Prompt: Print the data below exactly as it appears.
::: Provided information :::
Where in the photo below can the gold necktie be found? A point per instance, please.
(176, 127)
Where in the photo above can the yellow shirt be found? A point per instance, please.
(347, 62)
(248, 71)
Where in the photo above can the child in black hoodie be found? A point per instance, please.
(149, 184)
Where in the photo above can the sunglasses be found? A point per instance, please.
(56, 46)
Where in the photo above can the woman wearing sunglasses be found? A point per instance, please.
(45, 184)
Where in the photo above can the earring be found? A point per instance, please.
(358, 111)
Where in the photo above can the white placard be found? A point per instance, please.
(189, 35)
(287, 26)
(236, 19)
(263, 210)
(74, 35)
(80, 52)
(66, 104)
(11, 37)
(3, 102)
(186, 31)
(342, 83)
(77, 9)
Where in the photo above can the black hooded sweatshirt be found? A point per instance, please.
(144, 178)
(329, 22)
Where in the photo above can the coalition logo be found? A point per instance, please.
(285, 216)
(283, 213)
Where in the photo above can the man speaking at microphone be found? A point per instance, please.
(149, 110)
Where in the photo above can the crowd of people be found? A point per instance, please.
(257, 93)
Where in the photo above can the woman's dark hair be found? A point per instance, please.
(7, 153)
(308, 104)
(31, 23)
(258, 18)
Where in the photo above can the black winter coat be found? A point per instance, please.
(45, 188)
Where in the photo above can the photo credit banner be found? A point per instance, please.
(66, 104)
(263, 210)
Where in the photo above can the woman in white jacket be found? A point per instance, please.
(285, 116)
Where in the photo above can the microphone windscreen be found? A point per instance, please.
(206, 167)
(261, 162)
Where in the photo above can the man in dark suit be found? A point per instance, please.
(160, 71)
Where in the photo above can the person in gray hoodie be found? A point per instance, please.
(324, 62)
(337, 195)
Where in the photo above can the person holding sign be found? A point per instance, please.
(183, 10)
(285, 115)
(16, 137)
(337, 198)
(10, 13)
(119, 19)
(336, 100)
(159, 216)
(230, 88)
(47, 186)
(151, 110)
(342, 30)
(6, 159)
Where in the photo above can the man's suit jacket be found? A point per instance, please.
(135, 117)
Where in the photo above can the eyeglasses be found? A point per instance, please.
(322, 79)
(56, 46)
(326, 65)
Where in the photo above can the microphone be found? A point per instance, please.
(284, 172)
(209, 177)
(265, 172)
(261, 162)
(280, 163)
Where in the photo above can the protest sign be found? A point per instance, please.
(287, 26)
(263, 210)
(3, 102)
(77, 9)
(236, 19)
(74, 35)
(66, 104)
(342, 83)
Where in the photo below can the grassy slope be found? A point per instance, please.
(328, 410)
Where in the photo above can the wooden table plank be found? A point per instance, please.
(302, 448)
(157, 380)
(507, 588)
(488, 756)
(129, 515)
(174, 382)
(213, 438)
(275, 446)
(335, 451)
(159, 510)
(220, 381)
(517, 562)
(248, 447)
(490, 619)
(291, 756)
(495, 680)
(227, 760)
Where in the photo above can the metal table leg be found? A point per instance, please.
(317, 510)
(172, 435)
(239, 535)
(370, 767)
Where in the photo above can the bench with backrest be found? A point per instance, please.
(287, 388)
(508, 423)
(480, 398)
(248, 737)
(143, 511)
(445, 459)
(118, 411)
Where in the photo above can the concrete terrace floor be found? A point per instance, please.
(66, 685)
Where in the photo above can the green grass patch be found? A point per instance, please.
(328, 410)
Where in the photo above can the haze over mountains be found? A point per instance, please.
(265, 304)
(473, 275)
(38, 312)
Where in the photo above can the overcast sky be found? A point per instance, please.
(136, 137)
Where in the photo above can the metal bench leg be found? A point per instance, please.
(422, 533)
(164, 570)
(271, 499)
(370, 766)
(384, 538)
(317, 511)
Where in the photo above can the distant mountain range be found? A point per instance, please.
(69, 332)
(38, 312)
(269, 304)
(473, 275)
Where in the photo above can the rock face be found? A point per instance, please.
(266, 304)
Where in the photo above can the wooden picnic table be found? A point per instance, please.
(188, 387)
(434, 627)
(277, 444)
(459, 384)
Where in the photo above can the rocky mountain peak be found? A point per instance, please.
:::
Result:
Where in the photo below can the gold necktie be found? A point per instance, please.
(176, 127)
Where in the photo above can the yellow shirt be found? A point per instance, please.
(347, 62)
(248, 71)
Where in the photo above can the child in black hoodie be found? A point per instance, please.
(149, 184)
Where in the photo above can the sunglasses be found? A point per instance, please.
(56, 46)
Where in the photo above can the woman wearing sunglasses be found? A point per instance, please.
(45, 184)
Where in the photo above can the earring be found? A point per instance, please.
(358, 111)
Where in the photo above can the white placard be found? A point per instance, please.
(189, 35)
(287, 26)
(236, 19)
(263, 210)
(74, 35)
(80, 52)
(66, 104)
(11, 37)
(3, 102)
(186, 31)
(342, 83)
(77, 9)
Where in the photo above can the black hooded sweatshirt be found? A point per instance, please.
(144, 178)
(329, 22)
Where in the photo above can the coalition logo be found? A point per instance, please.
(285, 216)
(283, 213)
Where in the photo above can the man speaking at microphone be found? A point per instance, please.
(149, 110)
Where in the photo above can the crowd of people be found? A point per instance, please.
(257, 93)
Where in the photo above can the woman's dark hair be found? A point per instance, please.
(7, 153)
(308, 104)
(31, 23)
(258, 18)
Where in the photo above can the black winter coat be found? A point per instance, please.
(45, 188)
Where in the photo above can the photo credit banner be found? A point per instance, please.
(66, 104)
(263, 210)
Where in the photo above can the woman in white jacket be found? A point per instance, please.
(285, 116)
Where in the photo above can the microphone windscreen be found? A point per instance, please.
(206, 167)
(261, 162)
Where in the photo above can the man in dark suit be found? A point per instance, please.
(160, 71)
Where in the photo above can the person in gray hoodie be found? A point per instance, please.
(324, 62)
(337, 195)
Where in the photo above can the person holding sign be found? A point per instance, please.
(183, 10)
(285, 115)
(16, 137)
(337, 198)
(10, 13)
(119, 19)
(336, 100)
(159, 216)
(230, 88)
(47, 186)
(151, 110)
(342, 30)
(6, 159)
Where in the photo above can the man's suit jacket be found? A point per instance, please.
(135, 117)
Where in the photo above can the eyeglasses be found? A point per instance, please.
(322, 79)
(56, 46)
(326, 65)
Where in the photo above can the microphone be found? A point per instance, please.
(284, 172)
(209, 177)
(265, 172)
(261, 162)
(280, 163)
Where in the photo above can the protest sign be found? A point per instance, please.
(287, 26)
(263, 210)
(3, 102)
(77, 9)
(236, 19)
(74, 35)
(66, 104)
(342, 83)
Where in the photo below can the grassy slope be found? A point per instance, please.
(328, 410)
Where in the photo above can the wooden table plank be found? A point per instance, please.
(302, 448)
(157, 380)
(507, 588)
(488, 756)
(129, 515)
(174, 382)
(213, 438)
(275, 446)
(335, 451)
(159, 510)
(220, 381)
(517, 562)
(248, 447)
(490, 619)
(291, 756)
(495, 680)
(227, 760)
Where in the photo above can the metal table leg be found? A point per instance, please.
(317, 510)
(172, 435)
(239, 535)
(370, 767)
Where in the photo above can the bench with backrest be found? A point per instance, please.
(287, 388)
(508, 423)
(480, 398)
(248, 737)
(143, 511)
(445, 459)
(118, 411)
Where in the photo above can the concrete terrace floor be found? A point per instance, please.
(66, 685)
Where in the photo above can the green grass patch be found? A point per instance, please.
(328, 410)
Where in the photo above can the haze over mountains be found? A point per instance, please.
(265, 304)
(473, 275)
(38, 312)
Where in the photo above can the overcast sky be found? A point per instance, please.
(136, 137)
Where in the photo above can the metal bench leg be found? A point per instance, please.
(422, 533)
(164, 570)
(271, 499)
(370, 766)
(384, 538)
(317, 511)
Where in the photo above can the distant mountain range be found? A point per instance, please.
(69, 332)
(38, 312)
(269, 304)
(473, 275)
Where in the photo above can the rock face be found? A point per instance, please.
(266, 304)
Where in the photo above can the wooden picnic table be found? A point per instance, please.
(188, 387)
(434, 627)
(277, 444)
(459, 384)
Where in the photo above can the rocky mountain peak be found? A point per instance, please.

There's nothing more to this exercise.